MATERIAL PROVIDED -
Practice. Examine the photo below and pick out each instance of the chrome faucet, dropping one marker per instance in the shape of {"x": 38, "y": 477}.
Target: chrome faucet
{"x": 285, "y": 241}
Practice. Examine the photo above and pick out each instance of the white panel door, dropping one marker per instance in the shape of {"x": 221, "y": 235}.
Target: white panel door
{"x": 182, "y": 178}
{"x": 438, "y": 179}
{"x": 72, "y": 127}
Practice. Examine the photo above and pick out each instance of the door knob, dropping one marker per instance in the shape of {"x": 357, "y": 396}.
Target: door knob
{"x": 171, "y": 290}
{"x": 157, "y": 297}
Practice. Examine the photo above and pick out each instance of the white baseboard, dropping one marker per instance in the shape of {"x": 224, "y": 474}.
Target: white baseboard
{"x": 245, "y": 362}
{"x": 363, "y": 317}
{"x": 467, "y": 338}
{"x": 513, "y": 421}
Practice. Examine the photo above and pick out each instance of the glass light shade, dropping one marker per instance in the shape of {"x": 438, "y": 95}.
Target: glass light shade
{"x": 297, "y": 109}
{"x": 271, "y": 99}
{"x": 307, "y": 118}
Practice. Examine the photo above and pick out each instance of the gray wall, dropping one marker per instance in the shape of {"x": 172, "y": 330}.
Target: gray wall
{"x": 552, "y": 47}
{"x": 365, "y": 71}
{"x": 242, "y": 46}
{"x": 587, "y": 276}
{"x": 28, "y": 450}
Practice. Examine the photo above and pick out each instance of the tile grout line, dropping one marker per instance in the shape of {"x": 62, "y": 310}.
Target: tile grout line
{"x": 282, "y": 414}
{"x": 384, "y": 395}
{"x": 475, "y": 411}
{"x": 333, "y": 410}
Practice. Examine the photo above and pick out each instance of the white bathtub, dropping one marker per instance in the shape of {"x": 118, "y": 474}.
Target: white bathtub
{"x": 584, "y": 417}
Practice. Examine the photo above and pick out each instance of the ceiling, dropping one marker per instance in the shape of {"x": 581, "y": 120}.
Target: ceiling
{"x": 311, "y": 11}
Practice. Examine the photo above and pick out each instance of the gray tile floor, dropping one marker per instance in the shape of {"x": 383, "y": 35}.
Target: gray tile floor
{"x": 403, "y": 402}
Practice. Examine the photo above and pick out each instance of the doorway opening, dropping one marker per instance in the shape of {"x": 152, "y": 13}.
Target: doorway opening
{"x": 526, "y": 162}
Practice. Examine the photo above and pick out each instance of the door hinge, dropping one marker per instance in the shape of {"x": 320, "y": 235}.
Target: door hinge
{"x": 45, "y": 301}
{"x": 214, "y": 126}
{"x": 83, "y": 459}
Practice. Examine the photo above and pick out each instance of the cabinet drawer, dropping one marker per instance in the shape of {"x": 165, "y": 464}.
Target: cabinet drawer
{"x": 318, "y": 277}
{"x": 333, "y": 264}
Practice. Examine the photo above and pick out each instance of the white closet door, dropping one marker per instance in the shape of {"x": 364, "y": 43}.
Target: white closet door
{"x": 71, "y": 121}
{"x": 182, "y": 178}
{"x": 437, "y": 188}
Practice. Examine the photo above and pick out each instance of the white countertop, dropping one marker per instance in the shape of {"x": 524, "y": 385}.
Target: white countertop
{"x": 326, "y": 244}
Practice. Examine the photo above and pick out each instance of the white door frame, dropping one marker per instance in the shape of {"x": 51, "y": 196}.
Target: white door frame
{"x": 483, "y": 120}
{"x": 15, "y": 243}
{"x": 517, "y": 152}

THE TASK -
Please rewrite the material from the first line containing "door hinge, dropping" through the end of the material, swapping "marker" for "pin" and keeping every other word as it is.

SOLUTION TO THE EXERCISE -
Practice. Examine the photo above and pick out each instance of the door hinge, dropping one pin per instance in the shape of {"x": 320, "y": 235}.
Target: door hinge
{"x": 45, "y": 301}
{"x": 214, "y": 126}
{"x": 83, "y": 459}
Practice. Examine the photo above and pick out each instance of the cabinet drawer, dropping one pin per instance in the shape of {"x": 165, "y": 464}.
Target: cabinet drawer
{"x": 318, "y": 277}
{"x": 333, "y": 264}
Practice. Examine the photo above and pick out each instance of the white closet door, dropping one pin per instance in the shape of {"x": 364, "y": 43}.
Target: white closet door
{"x": 71, "y": 121}
{"x": 182, "y": 178}
{"x": 437, "y": 188}
Practice. Examine the photo above and pick out each instance of the white countertop, dropping one pin per instance in the shape of {"x": 524, "y": 385}.
Target: white countertop
{"x": 326, "y": 244}
Practice. Examine the photo above and pick out each instance of the white door frame, dropping one pin per instance in the shape of {"x": 51, "y": 196}.
Target: white door frame
{"x": 483, "y": 120}
{"x": 15, "y": 243}
{"x": 517, "y": 152}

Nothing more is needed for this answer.